### [Prompt]
Write out only the lines running from the one that contains "Place a dot on every instance of the police" to the end of the material, both ends included.
Supplied data Start Marker
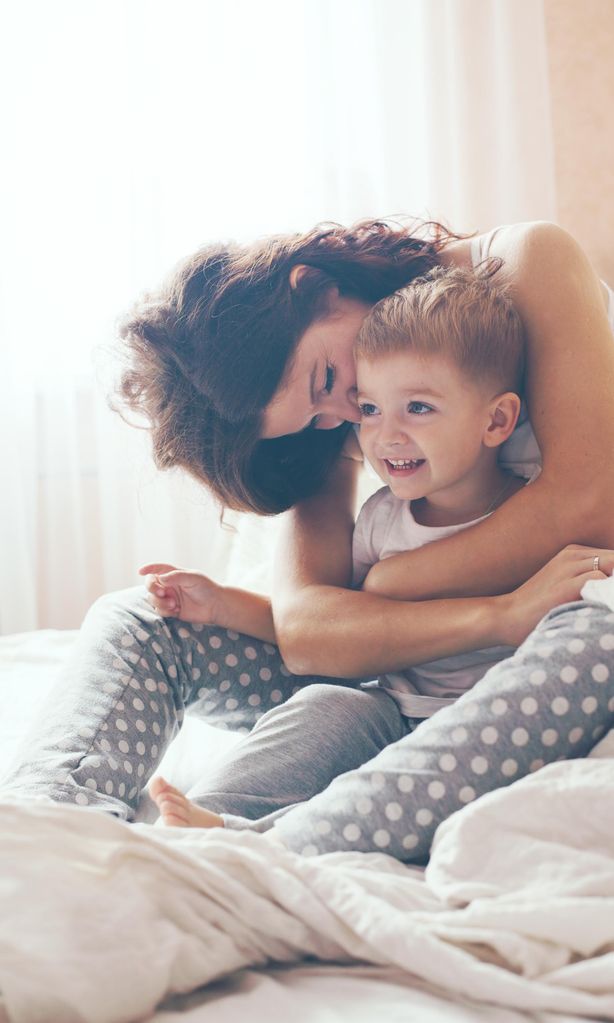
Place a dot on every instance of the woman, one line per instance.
(244, 366)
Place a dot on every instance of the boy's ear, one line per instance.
(502, 416)
(296, 273)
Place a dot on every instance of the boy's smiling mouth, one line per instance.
(403, 466)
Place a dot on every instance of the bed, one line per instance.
(354, 937)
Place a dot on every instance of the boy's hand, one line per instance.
(181, 593)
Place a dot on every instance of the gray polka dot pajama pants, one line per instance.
(329, 763)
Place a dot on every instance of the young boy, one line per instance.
(439, 369)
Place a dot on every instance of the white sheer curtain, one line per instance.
(136, 131)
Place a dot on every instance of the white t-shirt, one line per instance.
(385, 527)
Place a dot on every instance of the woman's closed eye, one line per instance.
(327, 386)
(330, 377)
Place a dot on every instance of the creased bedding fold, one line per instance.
(102, 920)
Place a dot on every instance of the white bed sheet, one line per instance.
(319, 993)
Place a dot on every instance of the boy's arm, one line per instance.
(192, 596)
(247, 613)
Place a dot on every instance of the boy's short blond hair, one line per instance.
(457, 314)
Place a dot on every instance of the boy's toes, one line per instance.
(159, 787)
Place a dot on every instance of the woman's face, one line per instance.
(320, 388)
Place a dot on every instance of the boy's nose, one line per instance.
(392, 434)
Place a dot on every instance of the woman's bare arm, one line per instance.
(570, 372)
(323, 628)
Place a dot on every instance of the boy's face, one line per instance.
(422, 423)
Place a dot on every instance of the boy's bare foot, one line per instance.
(176, 809)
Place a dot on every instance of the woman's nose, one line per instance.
(337, 409)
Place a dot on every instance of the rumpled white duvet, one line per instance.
(99, 921)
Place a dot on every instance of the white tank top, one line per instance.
(521, 453)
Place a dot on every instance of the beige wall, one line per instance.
(580, 40)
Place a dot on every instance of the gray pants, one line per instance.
(331, 764)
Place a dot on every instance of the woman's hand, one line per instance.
(181, 593)
(560, 581)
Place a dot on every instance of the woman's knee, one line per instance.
(348, 708)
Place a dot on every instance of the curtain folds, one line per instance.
(137, 132)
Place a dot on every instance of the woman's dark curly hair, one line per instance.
(205, 354)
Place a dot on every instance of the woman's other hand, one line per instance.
(181, 593)
(560, 581)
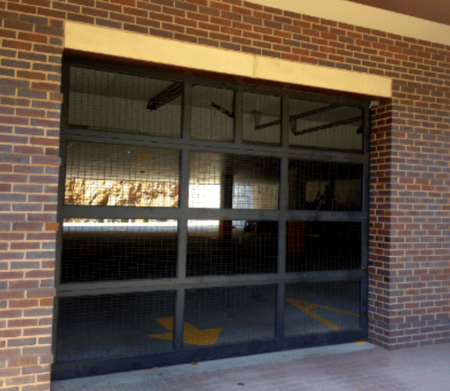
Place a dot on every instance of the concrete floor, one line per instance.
(346, 367)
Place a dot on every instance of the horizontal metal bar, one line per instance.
(330, 125)
(111, 287)
(159, 213)
(298, 116)
(324, 215)
(97, 136)
(132, 212)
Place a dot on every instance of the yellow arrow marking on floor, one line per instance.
(307, 310)
(311, 305)
(192, 335)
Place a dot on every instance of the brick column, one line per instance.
(409, 218)
(30, 100)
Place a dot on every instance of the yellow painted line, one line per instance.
(192, 335)
(326, 308)
(308, 311)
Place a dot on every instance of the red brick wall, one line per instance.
(409, 258)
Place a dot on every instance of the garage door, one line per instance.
(204, 219)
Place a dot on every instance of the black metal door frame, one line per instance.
(183, 213)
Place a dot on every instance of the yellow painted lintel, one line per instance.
(123, 44)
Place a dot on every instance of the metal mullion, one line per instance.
(186, 120)
(183, 200)
(238, 117)
(61, 193)
(282, 221)
(179, 319)
(94, 288)
(279, 320)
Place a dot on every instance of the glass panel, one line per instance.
(321, 307)
(314, 246)
(218, 316)
(325, 126)
(212, 113)
(222, 180)
(262, 119)
(102, 250)
(116, 102)
(113, 174)
(325, 186)
(114, 325)
(231, 247)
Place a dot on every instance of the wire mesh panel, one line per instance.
(325, 126)
(262, 119)
(102, 250)
(321, 307)
(223, 180)
(325, 186)
(114, 325)
(117, 102)
(231, 247)
(217, 316)
(212, 113)
(115, 174)
(320, 246)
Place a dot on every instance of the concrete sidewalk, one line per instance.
(346, 367)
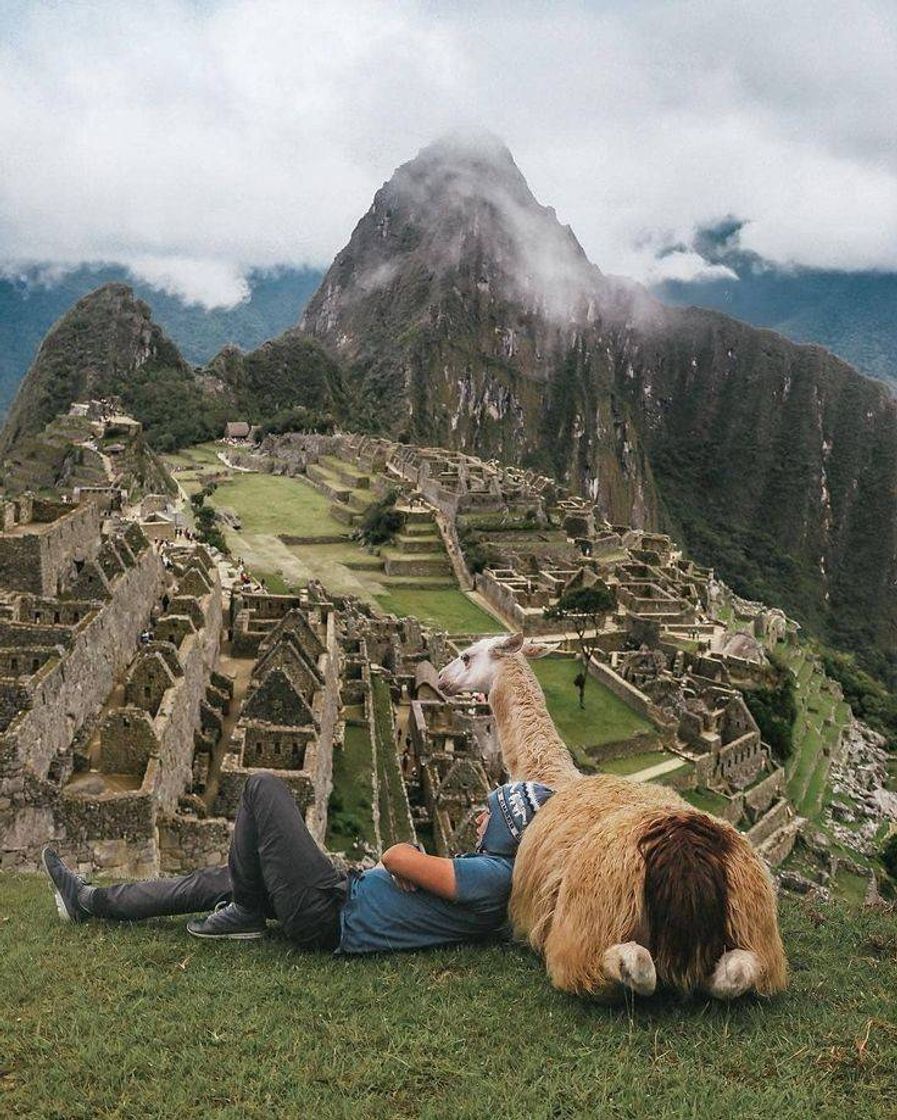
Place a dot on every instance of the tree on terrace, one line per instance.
(584, 610)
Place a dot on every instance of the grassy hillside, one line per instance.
(106, 1022)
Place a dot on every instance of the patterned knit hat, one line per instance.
(511, 808)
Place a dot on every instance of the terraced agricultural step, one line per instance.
(419, 543)
(327, 484)
(363, 563)
(352, 476)
(400, 563)
(419, 584)
(420, 528)
(418, 516)
(361, 500)
(343, 514)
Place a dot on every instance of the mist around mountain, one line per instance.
(110, 345)
(466, 316)
(851, 314)
(33, 299)
(463, 314)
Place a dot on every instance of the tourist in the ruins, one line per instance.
(277, 870)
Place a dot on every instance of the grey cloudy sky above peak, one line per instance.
(195, 140)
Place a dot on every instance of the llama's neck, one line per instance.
(530, 743)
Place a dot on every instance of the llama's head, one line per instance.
(476, 669)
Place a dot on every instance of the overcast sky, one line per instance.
(195, 140)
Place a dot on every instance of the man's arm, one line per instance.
(435, 874)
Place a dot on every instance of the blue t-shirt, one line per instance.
(380, 916)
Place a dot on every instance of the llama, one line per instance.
(620, 884)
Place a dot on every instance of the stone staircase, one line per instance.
(418, 554)
(346, 485)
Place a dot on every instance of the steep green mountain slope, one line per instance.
(33, 299)
(851, 314)
(466, 315)
(109, 345)
(469, 317)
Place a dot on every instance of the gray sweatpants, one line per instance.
(274, 867)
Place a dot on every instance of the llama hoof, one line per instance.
(735, 973)
(632, 966)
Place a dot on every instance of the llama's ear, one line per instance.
(512, 644)
(536, 650)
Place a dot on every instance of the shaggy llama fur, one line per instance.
(619, 883)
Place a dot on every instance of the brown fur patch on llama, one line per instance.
(685, 895)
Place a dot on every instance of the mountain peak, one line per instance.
(94, 350)
(461, 214)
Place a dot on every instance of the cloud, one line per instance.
(195, 141)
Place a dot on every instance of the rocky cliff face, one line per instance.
(469, 317)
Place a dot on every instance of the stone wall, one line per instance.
(39, 557)
(628, 693)
(187, 842)
(36, 750)
(179, 711)
(321, 775)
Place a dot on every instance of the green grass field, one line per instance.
(448, 608)
(632, 764)
(134, 1022)
(814, 739)
(274, 504)
(349, 818)
(605, 718)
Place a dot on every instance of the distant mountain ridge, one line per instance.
(468, 317)
(463, 314)
(851, 314)
(109, 345)
(30, 302)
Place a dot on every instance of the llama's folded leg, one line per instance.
(736, 972)
(753, 922)
(632, 966)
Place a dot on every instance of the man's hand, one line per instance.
(403, 884)
(413, 869)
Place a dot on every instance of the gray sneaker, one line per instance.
(69, 888)
(230, 920)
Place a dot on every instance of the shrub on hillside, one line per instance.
(775, 710)
(868, 698)
(381, 521)
(889, 856)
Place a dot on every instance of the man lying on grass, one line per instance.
(276, 870)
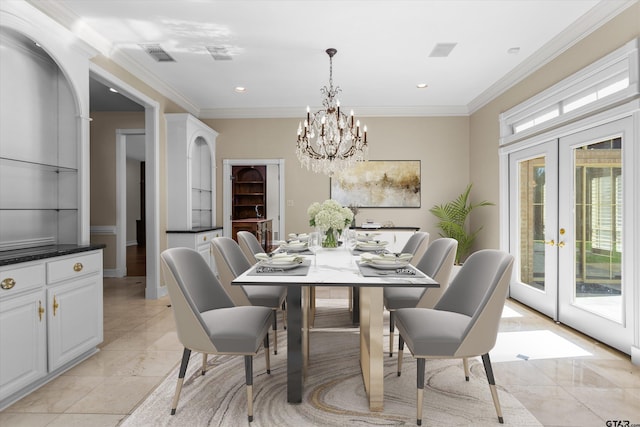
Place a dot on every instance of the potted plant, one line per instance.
(452, 218)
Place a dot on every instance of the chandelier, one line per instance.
(329, 140)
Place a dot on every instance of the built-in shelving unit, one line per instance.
(249, 192)
(191, 173)
(39, 149)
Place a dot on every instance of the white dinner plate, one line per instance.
(365, 237)
(370, 246)
(296, 247)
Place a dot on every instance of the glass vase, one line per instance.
(331, 239)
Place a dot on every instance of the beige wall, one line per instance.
(444, 144)
(484, 125)
(441, 143)
(103, 173)
(133, 198)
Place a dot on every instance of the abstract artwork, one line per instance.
(378, 184)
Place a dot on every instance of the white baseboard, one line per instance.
(635, 355)
(114, 272)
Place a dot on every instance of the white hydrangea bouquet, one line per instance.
(331, 218)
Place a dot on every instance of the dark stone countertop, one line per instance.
(17, 256)
(196, 230)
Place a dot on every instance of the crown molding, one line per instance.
(150, 79)
(298, 113)
(585, 25)
(73, 23)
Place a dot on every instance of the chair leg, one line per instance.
(248, 371)
(284, 315)
(392, 328)
(204, 363)
(275, 332)
(183, 370)
(492, 386)
(465, 364)
(400, 352)
(312, 306)
(267, 357)
(420, 382)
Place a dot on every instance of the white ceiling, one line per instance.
(278, 49)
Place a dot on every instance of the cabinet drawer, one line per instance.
(73, 267)
(204, 238)
(15, 280)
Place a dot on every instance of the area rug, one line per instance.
(333, 392)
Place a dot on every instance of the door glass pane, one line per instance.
(598, 222)
(532, 215)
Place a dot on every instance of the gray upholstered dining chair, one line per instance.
(250, 245)
(416, 245)
(231, 262)
(436, 263)
(463, 323)
(206, 319)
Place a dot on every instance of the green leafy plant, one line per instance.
(453, 217)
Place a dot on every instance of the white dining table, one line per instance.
(335, 267)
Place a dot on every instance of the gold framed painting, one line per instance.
(378, 184)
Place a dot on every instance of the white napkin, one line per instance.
(373, 244)
(298, 237)
(279, 258)
(295, 244)
(385, 258)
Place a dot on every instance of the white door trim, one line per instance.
(154, 289)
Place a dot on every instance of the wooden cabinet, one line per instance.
(261, 228)
(50, 319)
(249, 192)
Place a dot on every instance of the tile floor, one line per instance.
(568, 379)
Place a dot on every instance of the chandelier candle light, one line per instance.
(329, 140)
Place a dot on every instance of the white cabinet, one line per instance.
(190, 173)
(199, 241)
(74, 315)
(51, 318)
(23, 341)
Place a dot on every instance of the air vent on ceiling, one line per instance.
(157, 52)
(219, 53)
(442, 50)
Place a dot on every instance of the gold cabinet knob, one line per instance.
(7, 283)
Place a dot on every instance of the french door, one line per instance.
(568, 212)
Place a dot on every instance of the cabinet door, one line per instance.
(23, 341)
(74, 316)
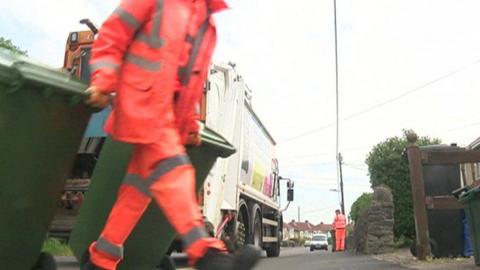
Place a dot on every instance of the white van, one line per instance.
(319, 241)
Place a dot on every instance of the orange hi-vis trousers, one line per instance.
(170, 181)
(340, 239)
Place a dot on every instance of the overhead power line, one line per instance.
(385, 102)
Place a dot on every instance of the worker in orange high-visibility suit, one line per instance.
(339, 224)
(154, 55)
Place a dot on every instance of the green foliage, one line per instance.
(387, 165)
(56, 247)
(8, 44)
(359, 205)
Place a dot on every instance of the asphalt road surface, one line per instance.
(302, 258)
(296, 259)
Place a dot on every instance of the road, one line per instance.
(299, 259)
(302, 258)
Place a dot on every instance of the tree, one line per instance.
(8, 44)
(388, 165)
(359, 205)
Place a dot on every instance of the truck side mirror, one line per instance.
(290, 195)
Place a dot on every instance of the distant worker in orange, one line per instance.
(154, 56)
(339, 224)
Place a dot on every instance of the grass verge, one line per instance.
(56, 247)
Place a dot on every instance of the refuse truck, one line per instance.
(241, 196)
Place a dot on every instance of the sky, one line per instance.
(403, 64)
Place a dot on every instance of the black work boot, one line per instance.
(215, 260)
(86, 264)
(246, 258)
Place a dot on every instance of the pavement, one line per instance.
(303, 259)
(404, 258)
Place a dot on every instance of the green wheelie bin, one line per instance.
(150, 240)
(42, 120)
(470, 197)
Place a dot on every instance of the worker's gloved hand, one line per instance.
(97, 98)
(194, 139)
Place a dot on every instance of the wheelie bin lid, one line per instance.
(17, 70)
(469, 195)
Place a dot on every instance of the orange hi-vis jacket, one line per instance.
(149, 64)
(339, 222)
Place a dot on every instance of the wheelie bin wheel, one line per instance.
(167, 264)
(45, 262)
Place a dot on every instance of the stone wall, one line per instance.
(373, 231)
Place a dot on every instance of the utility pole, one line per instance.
(338, 155)
(342, 204)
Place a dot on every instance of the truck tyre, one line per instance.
(273, 250)
(45, 262)
(242, 232)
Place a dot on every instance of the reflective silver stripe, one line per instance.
(168, 165)
(139, 183)
(184, 73)
(127, 18)
(109, 248)
(193, 236)
(142, 62)
(103, 64)
(153, 42)
(157, 19)
(164, 167)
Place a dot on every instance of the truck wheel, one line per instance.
(167, 263)
(45, 262)
(273, 250)
(242, 232)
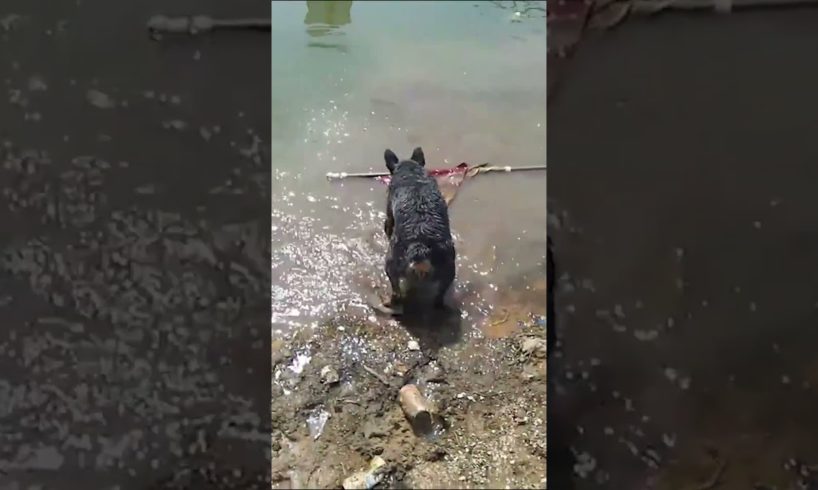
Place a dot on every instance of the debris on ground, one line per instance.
(494, 436)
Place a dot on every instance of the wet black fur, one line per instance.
(417, 225)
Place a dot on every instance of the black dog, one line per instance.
(420, 263)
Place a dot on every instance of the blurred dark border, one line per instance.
(135, 345)
(682, 168)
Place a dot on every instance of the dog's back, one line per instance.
(421, 250)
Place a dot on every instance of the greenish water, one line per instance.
(464, 80)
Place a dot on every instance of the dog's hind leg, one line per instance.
(446, 281)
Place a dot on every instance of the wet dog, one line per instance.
(420, 262)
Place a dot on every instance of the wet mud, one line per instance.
(684, 231)
(133, 267)
(490, 394)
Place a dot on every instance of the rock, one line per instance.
(368, 478)
(533, 346)
(329, 376)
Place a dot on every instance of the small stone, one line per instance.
(329, 375)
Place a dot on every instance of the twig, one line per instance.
(481, 168)
(377, 375)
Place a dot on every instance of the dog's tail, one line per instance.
(420, 265)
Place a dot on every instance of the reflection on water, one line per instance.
(323, 17)
(465, 81)
(323, 20)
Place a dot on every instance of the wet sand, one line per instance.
(118, 311)
(683, 152)
(467, 83)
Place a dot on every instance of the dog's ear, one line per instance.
(417, 156)
(391, 160)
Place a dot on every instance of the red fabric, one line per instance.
(438, 173)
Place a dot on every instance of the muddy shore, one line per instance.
(490, 393)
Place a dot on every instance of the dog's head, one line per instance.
(392, 160)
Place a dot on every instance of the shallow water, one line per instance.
(687, 305)
(464, 80)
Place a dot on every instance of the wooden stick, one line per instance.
(481, 168)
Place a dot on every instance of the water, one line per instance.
(464, 80)
(688, 302)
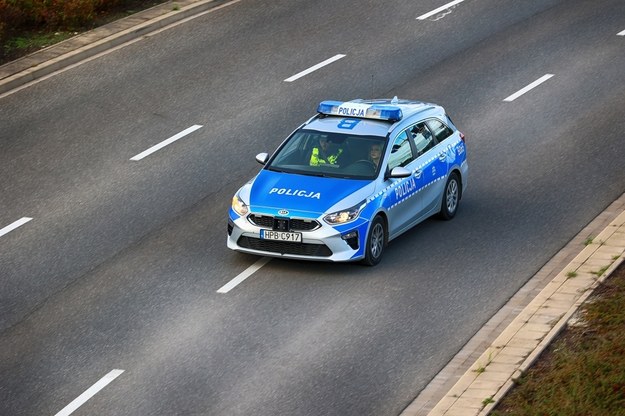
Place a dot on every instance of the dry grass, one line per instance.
(583, 372)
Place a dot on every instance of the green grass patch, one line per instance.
(583, 371)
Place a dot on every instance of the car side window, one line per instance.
(401, 152)
(422, 138)
(440, 130)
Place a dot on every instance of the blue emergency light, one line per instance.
(360, 110)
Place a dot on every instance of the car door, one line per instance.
(399, 200)
(431, 165)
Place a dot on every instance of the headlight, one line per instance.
(239, 206)
(341, 217)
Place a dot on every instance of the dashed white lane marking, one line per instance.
(440, 9)
(529, 87)
(166, 142)
(14, 225)
(314, 68)
(89, 393)
(244, 275)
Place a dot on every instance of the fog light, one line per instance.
(230, 226)
(351, 238)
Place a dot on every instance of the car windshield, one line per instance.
(315, 153)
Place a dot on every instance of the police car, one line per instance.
(349, 180)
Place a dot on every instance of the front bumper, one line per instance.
(326, 243)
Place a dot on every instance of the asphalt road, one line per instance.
(120, 265)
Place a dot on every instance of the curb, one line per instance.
(86, 45)
(519, 345)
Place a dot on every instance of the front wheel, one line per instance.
(376, 242)
(451, 197)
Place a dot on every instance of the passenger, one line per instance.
Supplied data End Marker
### [Solution to the exercise]
Place a dot on every instance of the police car, one line per instance.
(349, 180)
Place a dot on every instance of the front bumper, one line per instance.
(326, 243)
Place a dot on every instance of the asphalt road, one line per instance.
(120, 265)
Place a dot on every instance of the curb, one line per instance.
(86, 45)
(519, 345)
Place a dot on every instance of the front wheel, one line per instance.
(376, 242)
(451, 197)
Place a dot on every instance of the passenger, one line per instance.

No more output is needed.